*** Records supplied Section Begins ***

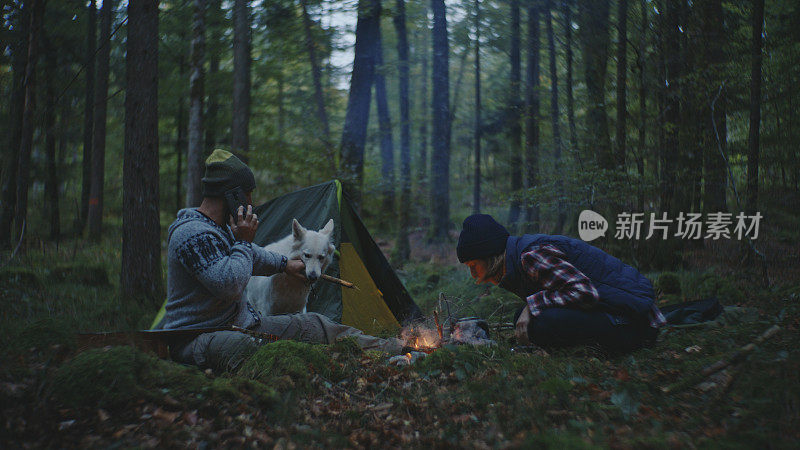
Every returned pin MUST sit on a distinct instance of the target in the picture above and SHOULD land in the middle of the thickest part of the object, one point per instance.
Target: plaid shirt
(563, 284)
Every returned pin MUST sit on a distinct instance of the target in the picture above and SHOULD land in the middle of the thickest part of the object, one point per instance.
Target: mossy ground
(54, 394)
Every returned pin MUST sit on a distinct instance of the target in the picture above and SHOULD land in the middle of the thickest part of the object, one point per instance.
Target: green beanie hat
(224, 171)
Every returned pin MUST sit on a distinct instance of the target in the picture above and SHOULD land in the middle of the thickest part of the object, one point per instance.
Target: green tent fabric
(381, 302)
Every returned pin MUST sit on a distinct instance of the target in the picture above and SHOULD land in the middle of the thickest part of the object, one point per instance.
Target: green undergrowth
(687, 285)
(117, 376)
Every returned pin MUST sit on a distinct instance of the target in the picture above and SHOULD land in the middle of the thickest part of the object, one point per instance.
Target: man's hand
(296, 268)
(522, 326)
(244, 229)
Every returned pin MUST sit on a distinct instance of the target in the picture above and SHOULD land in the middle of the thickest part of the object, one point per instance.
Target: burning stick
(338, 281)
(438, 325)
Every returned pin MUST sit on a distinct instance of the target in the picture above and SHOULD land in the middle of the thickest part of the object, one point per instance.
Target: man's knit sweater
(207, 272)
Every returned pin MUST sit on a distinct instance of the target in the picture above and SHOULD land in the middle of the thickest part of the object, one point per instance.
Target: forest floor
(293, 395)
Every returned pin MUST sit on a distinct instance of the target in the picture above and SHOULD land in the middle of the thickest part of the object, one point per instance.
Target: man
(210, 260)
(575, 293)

*** Records supplied Section Ends ***

** What you should do **
Quote every entry exactly, with the pictures omitted.

** Exercise answer **
Every returned pin MUST sit on a distinct instance of the target in the picture above and SHOULD land in the middle of the thickest part of the object, one point per instance.
Target: plaid shirt
(563, 284)
Every returned pin MUST sit on a distinct instance of the target in the picture above and SHOULD land in the middle of the thickest part of the object, one point per instance.
Target: mossy ground
(54, 394)
Every returned pin MUST sit on a distinct instance of the target in the picture above and SHOULD land in the middle of the thickest part of the object, one point per instance.
Target: green beanie hat
(224, 171)
Every returned pin MUST sit on a distinct instance of the target in the picture above and SHOULD land in the middle of the thickest part of the object, one point per instance.
Target: green tent fabric
(381, 302)
Every returned pin MUST sit on a distinct instance of the target in the picture above and SHOULD land in the middle of the thickest part of the object, one point per instance.
Target: green undergrowth
(687, 285)
(117, 376)
Every returned pin MUST sit on a distinct instance of the target in the picture above and SHOULD land in the middle of the thickest part of the object, one point per instance.
Target: man's hand
(296, 268)
(522, 326)
(244, 229)
Every returned pin MUST sit on a distinct instance of the target in the picture above and SHOULD land in the middle of the thickest part of the object, one point per instance.
Target: burning stick
(338, 281)
(438, 325)
Every returned pin MUST sit on a distinct instance of the target in the picture above and SHOULD land in the middle of the thickest part of the object, one point per instance.
Target: man's knit sweater
(207, 272)
Every returned pin MUST sit on a distinct instance of the target in the picture above and SHOULD land in the middle of the thickest part of the object, one point per instance.
Target: forest floor
(293, 395)
Every returned pin MUST sit on a distinct instance of the target in the picture above and SHOULD land in the middle of the thickest part of the object, one point per instance.
Target: man
(210, 260)
(575, 293)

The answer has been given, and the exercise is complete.